Description of the task:
Replace "rough mask" with "coarse mask" in the items from their start through the line containing "positive clicks: (1, 1) (14, 2)", inclusive. Reproduce those lines with nothing else changed.

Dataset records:
>>>

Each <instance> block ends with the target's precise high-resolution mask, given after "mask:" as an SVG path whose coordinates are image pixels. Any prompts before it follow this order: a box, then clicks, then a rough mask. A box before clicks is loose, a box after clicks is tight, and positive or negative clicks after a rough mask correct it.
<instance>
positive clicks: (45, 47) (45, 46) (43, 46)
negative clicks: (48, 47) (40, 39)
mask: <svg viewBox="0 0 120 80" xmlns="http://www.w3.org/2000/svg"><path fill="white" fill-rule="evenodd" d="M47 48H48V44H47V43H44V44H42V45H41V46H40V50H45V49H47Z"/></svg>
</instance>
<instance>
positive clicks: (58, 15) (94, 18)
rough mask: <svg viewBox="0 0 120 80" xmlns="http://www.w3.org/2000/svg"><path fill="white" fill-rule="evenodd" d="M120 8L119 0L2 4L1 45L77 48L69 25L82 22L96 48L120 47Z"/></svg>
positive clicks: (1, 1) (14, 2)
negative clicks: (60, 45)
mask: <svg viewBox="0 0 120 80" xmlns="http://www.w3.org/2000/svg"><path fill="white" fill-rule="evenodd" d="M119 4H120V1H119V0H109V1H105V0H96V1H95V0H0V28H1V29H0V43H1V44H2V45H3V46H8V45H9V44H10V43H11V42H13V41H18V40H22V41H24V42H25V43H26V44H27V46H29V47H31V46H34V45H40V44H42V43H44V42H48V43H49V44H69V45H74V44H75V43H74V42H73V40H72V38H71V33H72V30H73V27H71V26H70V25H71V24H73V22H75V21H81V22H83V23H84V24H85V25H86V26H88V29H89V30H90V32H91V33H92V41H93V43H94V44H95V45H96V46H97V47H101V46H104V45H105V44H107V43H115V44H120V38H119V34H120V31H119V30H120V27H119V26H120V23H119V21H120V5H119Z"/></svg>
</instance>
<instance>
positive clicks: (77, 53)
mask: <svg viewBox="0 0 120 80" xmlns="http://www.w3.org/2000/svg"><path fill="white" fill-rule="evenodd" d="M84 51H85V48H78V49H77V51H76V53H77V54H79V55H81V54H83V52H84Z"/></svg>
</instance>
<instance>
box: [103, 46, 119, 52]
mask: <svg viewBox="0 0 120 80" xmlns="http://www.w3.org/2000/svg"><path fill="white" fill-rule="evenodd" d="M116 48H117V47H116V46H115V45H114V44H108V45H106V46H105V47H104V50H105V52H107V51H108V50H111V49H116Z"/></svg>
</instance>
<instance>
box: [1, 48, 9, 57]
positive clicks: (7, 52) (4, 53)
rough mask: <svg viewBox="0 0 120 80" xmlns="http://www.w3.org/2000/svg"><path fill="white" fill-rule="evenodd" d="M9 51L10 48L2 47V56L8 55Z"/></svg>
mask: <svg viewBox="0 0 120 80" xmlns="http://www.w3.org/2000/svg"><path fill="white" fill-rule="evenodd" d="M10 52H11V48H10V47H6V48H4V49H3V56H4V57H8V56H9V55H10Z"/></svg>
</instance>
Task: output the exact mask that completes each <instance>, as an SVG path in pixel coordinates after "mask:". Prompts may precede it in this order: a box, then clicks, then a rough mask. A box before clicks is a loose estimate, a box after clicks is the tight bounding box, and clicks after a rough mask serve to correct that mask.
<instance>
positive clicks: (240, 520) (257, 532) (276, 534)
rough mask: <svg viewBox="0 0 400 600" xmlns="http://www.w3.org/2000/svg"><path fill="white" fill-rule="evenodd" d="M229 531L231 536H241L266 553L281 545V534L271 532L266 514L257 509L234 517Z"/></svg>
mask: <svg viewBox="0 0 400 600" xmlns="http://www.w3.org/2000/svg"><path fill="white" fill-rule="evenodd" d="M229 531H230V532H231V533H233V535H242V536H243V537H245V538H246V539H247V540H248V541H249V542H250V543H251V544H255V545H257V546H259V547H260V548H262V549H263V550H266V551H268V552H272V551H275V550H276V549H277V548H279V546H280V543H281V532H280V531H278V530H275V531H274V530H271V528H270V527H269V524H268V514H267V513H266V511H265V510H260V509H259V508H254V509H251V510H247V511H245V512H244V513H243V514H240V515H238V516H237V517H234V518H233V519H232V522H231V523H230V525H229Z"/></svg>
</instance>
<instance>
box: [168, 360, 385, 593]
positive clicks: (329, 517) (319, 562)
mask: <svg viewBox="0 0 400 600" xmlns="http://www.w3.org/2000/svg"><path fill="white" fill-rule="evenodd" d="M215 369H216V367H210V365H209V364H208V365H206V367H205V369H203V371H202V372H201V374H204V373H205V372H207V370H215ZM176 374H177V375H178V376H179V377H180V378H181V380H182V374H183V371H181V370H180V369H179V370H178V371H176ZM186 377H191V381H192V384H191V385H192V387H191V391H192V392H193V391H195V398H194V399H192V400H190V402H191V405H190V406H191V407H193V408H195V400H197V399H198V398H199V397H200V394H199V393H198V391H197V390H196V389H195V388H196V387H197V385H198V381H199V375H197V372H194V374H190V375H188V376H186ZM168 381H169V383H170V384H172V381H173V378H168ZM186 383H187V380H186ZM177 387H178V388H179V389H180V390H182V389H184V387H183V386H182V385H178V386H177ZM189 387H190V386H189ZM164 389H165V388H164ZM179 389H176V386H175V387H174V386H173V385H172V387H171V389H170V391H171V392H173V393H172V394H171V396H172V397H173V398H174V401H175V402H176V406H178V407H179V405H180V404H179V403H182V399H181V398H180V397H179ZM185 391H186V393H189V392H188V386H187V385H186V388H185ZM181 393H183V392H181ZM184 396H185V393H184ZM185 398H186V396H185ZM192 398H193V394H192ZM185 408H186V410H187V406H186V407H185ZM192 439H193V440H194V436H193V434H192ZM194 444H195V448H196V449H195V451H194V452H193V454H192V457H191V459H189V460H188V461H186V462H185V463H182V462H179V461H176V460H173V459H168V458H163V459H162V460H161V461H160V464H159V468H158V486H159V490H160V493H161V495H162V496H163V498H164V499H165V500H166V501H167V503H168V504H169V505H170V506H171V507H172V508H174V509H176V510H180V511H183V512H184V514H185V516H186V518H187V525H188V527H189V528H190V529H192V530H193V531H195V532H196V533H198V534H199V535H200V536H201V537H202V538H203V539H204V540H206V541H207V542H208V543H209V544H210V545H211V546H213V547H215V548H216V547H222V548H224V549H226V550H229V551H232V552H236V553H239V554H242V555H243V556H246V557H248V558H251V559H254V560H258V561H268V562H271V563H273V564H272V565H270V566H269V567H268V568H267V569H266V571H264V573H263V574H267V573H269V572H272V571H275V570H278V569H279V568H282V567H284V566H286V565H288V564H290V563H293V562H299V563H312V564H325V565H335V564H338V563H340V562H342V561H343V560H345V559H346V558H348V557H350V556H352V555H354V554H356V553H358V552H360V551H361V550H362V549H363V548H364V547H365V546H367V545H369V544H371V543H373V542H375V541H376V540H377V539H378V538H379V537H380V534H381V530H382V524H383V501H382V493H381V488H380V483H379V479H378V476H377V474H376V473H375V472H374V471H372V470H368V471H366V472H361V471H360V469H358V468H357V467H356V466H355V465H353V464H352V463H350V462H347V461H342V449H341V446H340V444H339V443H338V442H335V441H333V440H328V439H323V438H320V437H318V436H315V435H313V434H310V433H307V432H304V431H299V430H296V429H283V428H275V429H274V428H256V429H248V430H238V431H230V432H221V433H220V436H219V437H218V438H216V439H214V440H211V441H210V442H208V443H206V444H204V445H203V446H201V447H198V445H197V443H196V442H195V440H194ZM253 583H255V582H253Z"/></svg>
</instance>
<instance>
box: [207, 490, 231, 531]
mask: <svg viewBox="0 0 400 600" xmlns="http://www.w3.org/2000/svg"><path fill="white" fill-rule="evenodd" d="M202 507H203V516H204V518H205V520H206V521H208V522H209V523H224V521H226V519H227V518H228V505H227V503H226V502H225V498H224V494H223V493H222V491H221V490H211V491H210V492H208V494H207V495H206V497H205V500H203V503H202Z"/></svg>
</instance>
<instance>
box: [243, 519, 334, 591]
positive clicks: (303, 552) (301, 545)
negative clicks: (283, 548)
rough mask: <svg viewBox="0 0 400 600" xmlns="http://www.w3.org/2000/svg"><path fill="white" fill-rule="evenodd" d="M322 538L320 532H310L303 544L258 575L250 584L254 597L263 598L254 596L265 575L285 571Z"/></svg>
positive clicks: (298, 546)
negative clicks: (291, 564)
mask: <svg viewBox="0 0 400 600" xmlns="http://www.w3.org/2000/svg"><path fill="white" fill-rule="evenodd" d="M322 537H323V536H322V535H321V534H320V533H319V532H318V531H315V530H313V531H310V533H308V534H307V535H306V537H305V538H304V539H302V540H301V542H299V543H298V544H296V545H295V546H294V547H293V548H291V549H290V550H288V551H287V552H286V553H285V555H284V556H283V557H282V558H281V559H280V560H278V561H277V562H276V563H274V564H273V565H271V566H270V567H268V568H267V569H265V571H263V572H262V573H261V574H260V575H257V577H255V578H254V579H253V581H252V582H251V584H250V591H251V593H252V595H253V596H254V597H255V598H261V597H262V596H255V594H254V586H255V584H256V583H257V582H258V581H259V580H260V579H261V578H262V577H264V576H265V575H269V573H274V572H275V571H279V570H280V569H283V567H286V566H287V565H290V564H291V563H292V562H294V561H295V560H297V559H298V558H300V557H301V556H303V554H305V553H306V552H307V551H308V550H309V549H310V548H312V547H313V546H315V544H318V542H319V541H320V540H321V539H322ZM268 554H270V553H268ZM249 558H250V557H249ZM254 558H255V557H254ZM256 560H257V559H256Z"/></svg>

<<<

Exercise solution:
Each <instance> block ends with the target's precise high-resolution mask, given after "mask:" as an SVG path whose coordinates are image pixels. Any prompts before it follow this order: a box, then clicks, then a coarse mask. A box before clicks is loose, a box after clicks is tight, and positive or negative clicks after a coarse mask correct it.
<instance>
positive clicks: (45, 47) (45, 46) (43, 46)
negative clicks: (48, 47) (40, 39)
mask: <svg viewBox="0 0 120 80" xmlns="http://www.w3.org/2000/svg"><path fill="white" fill-rule="evenodd" d="M47 48H48V44H47V43H44V44H42V45H41V46H40V50H45V49H47Z"/></svg>
</instance>
<instance>
positive clicks: (58, 15) (94, 18)
coarse mask: <svg viewBox="0 0 120 80" xmlns="http://www.w3.org/2000/svg"><path fill="white" fill-rule="evenodd" d="M120 8L119 0L2 4L1 45L77 48L69 25L82 22L96 48L120 47Z"/></svg>
positive clicks: (1, 1) (14, 2)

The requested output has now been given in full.